• **Given text**

Friday, March 04, 2005

Solutions to Social Security, not "Chicken Little!"


I Don't Get It, originally uploaded by jragon.

Just A Problem, Not A Crisis!



A Letter To My Local Paper, My Congressman, Senators Clinton and Schumer:

Dear (Senator, Congressman, Editor):

Social Security is the main insurance policy of the retired of every generation. It is the debt one generation pays to the one that came before it, and raised it. To privatize, would mean that we dishonor that debt, not just for today, but for the next generation as well.

There is no crisis! Moderate adjustments can keep the system as healthy as it ever was. The most recent trustee’s report says that the system can pay all scheduled benefits until 2042. And on that year, if no changes are made, only 30% of benefits according to AARP, (a solid, patriotic organization) to bring payments in line with payroll taxes. And that is a rather liberal estimate, as far as others are concerned, who would say only 20% of benefits would be cut. Privatization represents a greater danger, than it does a solution.

Even so, rather than sit on my hands and be a “naysayer”, I propose to counter the onslaught of dangerous ideas presented by the irresponsible with a few common sense ideas that would actually work, in this universe, not in the neocon fantasy one.

First the payroll tax. A slight increase in the payroll tax by 1% for employer and employee from the current rate of 6.2% would keep Social Security solvent through 2077.

Also we could raise the cap on taxable income. The wage cap is $90.000 today. However, many people these days keep a larger portion of the income, so that the portion of income that is taxable is down to 84%. If we raise the cap on taxable income to $140,000, it would make Social Security solvent for 75 years.

It seems that the only outcome predicted by the administration that would remotely come true, is the permanence of the Bush tax cuts. According to the Center on Budget and Policy Priorities:

“Over the next 75 years, the combined cost of the 2001 and 2003 tax cuts (if made permanent) and the Medicare drug legislation will be at least five times as big as the Social Security shortfall.”

We can also tap the untouched resource of newly hired public employees. Edith Fierst wrote last year in the Washington Post:

“A third change would be to bring all newly hired public employees under mandatory coverage of Social Security, thereby reducing the long-range deficit by about 0.22 percent of payroll. About 6.7 million state and local government employees are currently exempt, virtually the only workers not covered by America's retirement system. Instead, these employees are covered by plans operated by their employers. For long-term employees, the benefits of state and local government plans are often greater than those paid by Social Security.

But these plans, unlike Social Security, are not portable, so employees who change jobs or employers may lose their coverage. If they become disabled before acquiring substitute coverage, they may be without disability benefits. Furthermore, the dependents of public employees exempt from Social Security, even employees fully covered by state and local government plans, are unlikely to be protected by disability, spouse or survivor benefits.”

• **Task item A**
What changes to Social Security does the letter about Social Security put forward as ideas that would work? List each one.
• **Task item B**
Answer these questions about the letter on Social Security:
(i) According to the most recent trustee's report, until what year can the system pay all scheduled benefits?
(ii) About how many state and local government employees are currently exempt from Social Security?
(iii) Who wrote in the Washington Post about covering newly hired public employees?
• **Task item C**
Carry on the letter about Social Security from its last sentence.

(Entries drawn from a collection)
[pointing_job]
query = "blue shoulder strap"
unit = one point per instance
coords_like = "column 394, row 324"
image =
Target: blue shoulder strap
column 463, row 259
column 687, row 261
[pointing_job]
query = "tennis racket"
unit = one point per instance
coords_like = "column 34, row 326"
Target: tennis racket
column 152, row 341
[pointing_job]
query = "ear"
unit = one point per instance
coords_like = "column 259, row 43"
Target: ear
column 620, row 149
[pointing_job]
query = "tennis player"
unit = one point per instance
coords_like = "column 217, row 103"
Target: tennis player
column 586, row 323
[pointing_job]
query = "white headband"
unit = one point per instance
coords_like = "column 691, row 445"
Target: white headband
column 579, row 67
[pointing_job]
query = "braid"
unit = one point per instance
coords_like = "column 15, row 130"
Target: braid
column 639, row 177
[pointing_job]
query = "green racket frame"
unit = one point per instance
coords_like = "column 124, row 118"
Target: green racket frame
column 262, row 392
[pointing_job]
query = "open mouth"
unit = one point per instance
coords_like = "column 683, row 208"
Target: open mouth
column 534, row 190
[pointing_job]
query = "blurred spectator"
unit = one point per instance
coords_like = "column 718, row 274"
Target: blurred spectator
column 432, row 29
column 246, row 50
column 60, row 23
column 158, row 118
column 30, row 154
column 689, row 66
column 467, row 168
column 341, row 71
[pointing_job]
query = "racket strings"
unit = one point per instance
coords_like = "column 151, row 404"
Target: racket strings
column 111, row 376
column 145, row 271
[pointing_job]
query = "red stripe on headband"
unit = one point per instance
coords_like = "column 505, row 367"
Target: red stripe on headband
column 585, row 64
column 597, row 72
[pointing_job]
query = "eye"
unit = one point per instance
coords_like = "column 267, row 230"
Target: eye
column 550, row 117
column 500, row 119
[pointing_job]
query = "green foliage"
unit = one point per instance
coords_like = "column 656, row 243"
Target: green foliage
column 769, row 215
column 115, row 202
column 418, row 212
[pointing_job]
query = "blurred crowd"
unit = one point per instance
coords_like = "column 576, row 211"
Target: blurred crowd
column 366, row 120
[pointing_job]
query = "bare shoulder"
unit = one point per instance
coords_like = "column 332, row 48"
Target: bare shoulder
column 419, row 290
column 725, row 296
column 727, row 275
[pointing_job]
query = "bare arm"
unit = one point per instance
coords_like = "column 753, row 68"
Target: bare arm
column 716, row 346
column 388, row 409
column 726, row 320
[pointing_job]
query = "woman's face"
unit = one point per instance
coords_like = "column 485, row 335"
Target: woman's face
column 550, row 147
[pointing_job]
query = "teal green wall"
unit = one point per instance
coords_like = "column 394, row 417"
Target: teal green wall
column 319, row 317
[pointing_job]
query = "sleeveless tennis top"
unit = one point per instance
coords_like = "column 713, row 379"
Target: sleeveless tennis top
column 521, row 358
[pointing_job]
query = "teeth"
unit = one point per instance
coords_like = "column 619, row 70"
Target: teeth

• **Written reply A**
- Raising the payroll tax by 1% for both employer and employee from the current rate of 6.2%
- Raising the cap on taxable income to $140,000
- Bringing all newly hired public employees under mandatory coverage of Social Security

• **Written reply B**
(i) 2042
(ii) About 6.7 million
(iii) Edith Fierst

• **Written reply C**
Privatization sounds more and more like the Primrose Path. It looks and feels pleasant at first, but can only lead to perdition.

Bush thinks that private plans invested in the stock market will generate greater benefits than the traditional Social Security. But they may not. Most IRAs are already subject to market risk, and already there are less people on pension plans.

Private accounts are in the long run insecure when the market takes a plunge, or if someone makes bad investment decisions.

Unless they purchase the usually expensive annuities, retirees with private accounts run the risk of outliving benefits. Their shortened Social Security may not be enough to sustain them.

What about the administrative costs? Each account would have to be separately administered, commission need to be paid. And what of policing disreputable account brokers?

And we can’t forget that individual families have individual problems. What about divorce and death? If the owner decides not to share with the spouse, or ex, or widow, or disinherited person?

And here’s where the grandchildren pay for our selfishness. Who in this deficit spending universe will fund the transition to this wonderful paradise? Either the present retirees will have to forfeit some of their benefits, or the workers will not get as large a benefit, most likely through some kind of “revenue enhancement” (tax), or our children and grandchildren will pay with huge deficits.

The neocons say that in 2018 benefits will exceed revenues. Not true. In 1983 Congress raised the payroll cap and gained for us a surplus in the Social Security trust fund to pay for the Baby Boomers. The trust fund’s holdings will balloon to $3.7 trillion up from $1.5 trillion today. This is our nest egg boomers.

And the trust fund will work. Treasury Bonds are the strongest things on earth, not the “I.O.U.”’s that the neocons scare up. If they are good enough for Fannie Mae, they need only to be honored and redeemed.

To George Bush I have one thing to say. If you don’t like way Social Security is running now, why did you destroy the budget surplus and leave us with a deficit? We will be fine thank you. We will fix it without you if necessary.